# Entries shown

────────────────

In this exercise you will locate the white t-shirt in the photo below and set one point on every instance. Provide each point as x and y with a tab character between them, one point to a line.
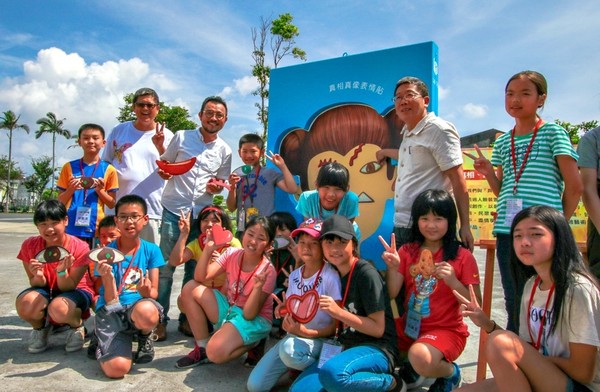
329	284
133	154
188	190
426	152
580	322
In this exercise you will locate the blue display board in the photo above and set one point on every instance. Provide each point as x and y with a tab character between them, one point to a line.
341	109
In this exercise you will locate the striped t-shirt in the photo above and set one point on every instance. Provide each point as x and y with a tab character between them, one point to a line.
541	182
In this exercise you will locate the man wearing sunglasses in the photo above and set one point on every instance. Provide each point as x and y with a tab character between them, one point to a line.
132	148
191	191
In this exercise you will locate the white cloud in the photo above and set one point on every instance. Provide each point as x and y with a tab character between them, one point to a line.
472	110
63	83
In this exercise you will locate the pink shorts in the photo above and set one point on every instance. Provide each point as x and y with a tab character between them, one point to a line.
449	342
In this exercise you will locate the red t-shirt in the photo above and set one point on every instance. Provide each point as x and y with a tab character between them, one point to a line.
78	248
441	307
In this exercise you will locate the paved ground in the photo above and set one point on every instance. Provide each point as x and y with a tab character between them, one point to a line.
56	370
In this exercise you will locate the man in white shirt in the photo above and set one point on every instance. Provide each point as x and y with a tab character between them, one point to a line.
192	190
132	148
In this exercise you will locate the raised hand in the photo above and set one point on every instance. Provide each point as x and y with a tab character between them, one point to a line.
470	308
390	254
275	158
159	137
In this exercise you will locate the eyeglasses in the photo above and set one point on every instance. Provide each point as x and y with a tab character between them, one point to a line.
142	105
212	113
125	218
410	96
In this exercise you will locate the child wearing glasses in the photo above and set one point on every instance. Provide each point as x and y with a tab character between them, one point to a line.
253	188
87	184
60	289
127	304
133	147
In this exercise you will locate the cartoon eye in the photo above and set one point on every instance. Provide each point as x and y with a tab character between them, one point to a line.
370	167
280	242
110	255
52	254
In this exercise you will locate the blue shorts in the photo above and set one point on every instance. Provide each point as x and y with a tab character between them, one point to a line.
81	298
251	331
115	330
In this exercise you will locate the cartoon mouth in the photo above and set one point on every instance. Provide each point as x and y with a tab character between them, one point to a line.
364	198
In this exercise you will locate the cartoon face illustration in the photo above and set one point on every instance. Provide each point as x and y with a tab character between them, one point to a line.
350	134
365	171
132	279
120	150
425	267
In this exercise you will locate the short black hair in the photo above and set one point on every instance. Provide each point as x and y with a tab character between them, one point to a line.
49	210
143	92
132	199
283	220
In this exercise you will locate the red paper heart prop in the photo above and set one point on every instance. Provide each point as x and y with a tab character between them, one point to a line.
52	254
86	182
176	168
220	183
110	255
302	307
221	236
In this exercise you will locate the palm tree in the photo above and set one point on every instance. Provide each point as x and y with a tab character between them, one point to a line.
10	121
50	124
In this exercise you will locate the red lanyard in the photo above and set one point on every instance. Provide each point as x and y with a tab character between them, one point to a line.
237	289
247	191
280	268
338	323
536	345
527	152
131	263
83	175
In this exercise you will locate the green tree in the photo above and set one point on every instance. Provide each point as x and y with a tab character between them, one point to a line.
576	130
281	35
10	122
175	117
51	124
36	183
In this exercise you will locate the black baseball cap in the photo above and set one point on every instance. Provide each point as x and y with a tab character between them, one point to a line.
338	225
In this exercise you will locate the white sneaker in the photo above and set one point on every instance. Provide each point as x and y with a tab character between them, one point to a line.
75	339
38	340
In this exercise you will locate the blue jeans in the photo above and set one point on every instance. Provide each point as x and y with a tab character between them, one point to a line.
169	233
513	291
361	368
290	352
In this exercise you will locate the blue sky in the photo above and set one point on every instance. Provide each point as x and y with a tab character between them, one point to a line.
78	58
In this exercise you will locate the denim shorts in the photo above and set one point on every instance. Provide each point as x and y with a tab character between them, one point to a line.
574	386
81	298
251	331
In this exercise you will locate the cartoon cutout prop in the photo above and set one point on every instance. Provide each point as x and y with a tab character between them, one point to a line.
302	307
110	255
280	242
221	236
52	254
176	168
86	182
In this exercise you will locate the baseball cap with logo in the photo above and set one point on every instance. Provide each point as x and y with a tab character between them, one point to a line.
338	225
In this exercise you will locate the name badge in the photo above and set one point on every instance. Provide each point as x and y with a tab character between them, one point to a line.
83	216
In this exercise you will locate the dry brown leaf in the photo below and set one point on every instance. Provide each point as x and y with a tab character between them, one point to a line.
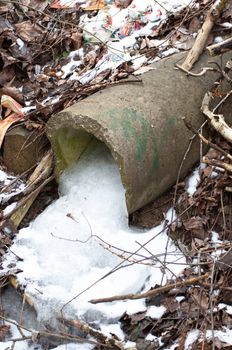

────────────────

# Task description
Every record above should come back exactly, but without its pictures.

# Answer space
In this exercise you will locate the white t-shirt in the photo below and set one point on every instance. Provide each point as x and y with a tab character between them, one point to a line.
329	284
133	154
188	190
426	152
580	322
In this exercise you will locate the blue display board in the photo above and set one point on every instance. Provide each point as x and y with a tab character between them, one point to a line.
341	109
In this exercise you will locate the striped t-shirt in the photo above and set one point on every instance. Provide each point as x and y with a tab character between them, one point to a line.
541	182
In this exercise you will locate the man wearing sunglasses in the photo above and set one point on every instance. Provide each point as x and y with a tab character between them, one point to a line.
132	148
191	191
In this exercise you will locate the white cloud in the photo above and set one point on every instance. Provide each point as x and y with a tab character between them, one point to a line.
472	110
63	83
In this exercise you will locate the pink shorts in the photo above and set one point on every instance. Provide each point as x and y with a tab character between them, one point to a line.
449	342
In this exercise you will locate the red t-shirt in the photo above and set one point on every instance. Provide each point as x and y with a tab character between them, one point to a line.
78	248
441	307
In this exercise you will locate the paved ground in the photo above and set one point on every instance. Provide each point as x and y with a tab character between them, one point to a line.
56	370
In this exercise you will locate the man in white shirt in the photo above and set one point on every instance. Provide each point as x and y with a tab character between them, one point to a line.
192	190
132	148
In this exercise you will locate the raised hand in the photo above and set one point on every instance. Provide each point as x and y with a tab character between them, one point to a line.
470	308
390	254
275	158
159	137
In this exercise you will locate the eyeglasses in the photo above and set one point on every instance. Provide each point as x and y with a tab character between them, one point to a line.
142	105
212	113
125	218
410	96
In this exercise you will locate the child wearing glasses in the photo above and set one point on every instance. Provide each point as x and y with a tab character between them, one point to a line.
253	188
87	184
60	289
127	304
133	147
In this exercise you will locate the cartoon eye in the photo above and set one point on every instance. Provide each point as x and y with a tab character between them, one point to a line.
370	167
280	242
110	255
52	254
In this exercise you will locate the blue shorts in the photo above and set one point on every instance. Provide each point as x and y with a tab character between them, one point to a line.
81	298
251	331
115	330
In this exercise you will locate the cartoon mouth in the photo above and set one point on every instance. Provide each point as x and y with a tab character between them, one point to a line.
364	198
In this exercise you will locate the cartoon face illustration in the photo above and set one point on every instance. Provide each point as x and y with a tab character between them, one point to a line.
350	134
365	171
132	279
120	150
425	267
In this exercise you will locate the short black hair in the photo above and set one point on every instance. Provide each point as x and y with a tab character between them, one point to a line.
49	210
143	92
132	199
283	220
In this exercise you will locate the red paper heart prop in the photo above and set one point on every instance. Provide each point as x and y with a tab character between them, one point to a line.
52	254
86	182
176	168
220	183
110	255
302	307
221	236
In this exercise you will locate the palm tree in the photo above and set one point on every instance. Provide each point as x and y with a tab character between them, one point to a line.
10	121
50	124
In this exercise you will locate the red lanyard in the photo above and set one point on every instance. Provide each point as x and y with a tab character between them, one point to a line.
237	289
247	191
280	268
338	323
536	345
527	152
131	263
83	175
In this exercise you will locate the green tree in the photo above and set one point on every instance. Provide each point as x and y with a tab character between them, one point to a line.
576	130
281	35
10	122
175	117
51	124
36	183
In this exercise you will locate the black baseball cap in the photo above and set one point on every instance. Provide each point as x and y with a tab character between them, one point to a line.
338	225
In this exercise you will locate the white sneaker in the photo above and set one point on every instance. Provide each point as x and y with a tab character between them, one point to a line.
75	339
38	340
In this exercise you will locate the blue jeans in the photo above and set one point on every instance. Provide each point as x and y with a tab character between them, one point to a line.
169	233
513	291
361	368
290	352
In this exercise you will locate the blue sky in the photo above and set one point on every instance. Provide each point as x and y with a tab character between them, one point to a line.
78	58
In this exercise you will locate the denim shorts in the photo above and set one point on every instance. Provide each point as x and y with a tab character between them, one point to a line.
574	386
81	298
251	331
In this exercise you will locate the cartoon cutout prop in the photo above and set one point on every instance. Provide each point as x and y with a tab character between them, one point to a line.
302	307
110	255
280	242
221	236
52	254
176	168
86	182
In this exercise you will locate the baseball cap with logo in the photo above and set one point on every instance. Provide each point as x and y with a tab character between them, one point to a line.
338	225
In this exercise you will locate the name badge in the photo above and set one point on every instance. Provide each point as x and y with a tab character between them, one point to a line.
83	216
In this exercise you will locate the dry brown leaf in the photo below and set one point on every instance. Provide each point as x and y with a tab character between them, one point to a line.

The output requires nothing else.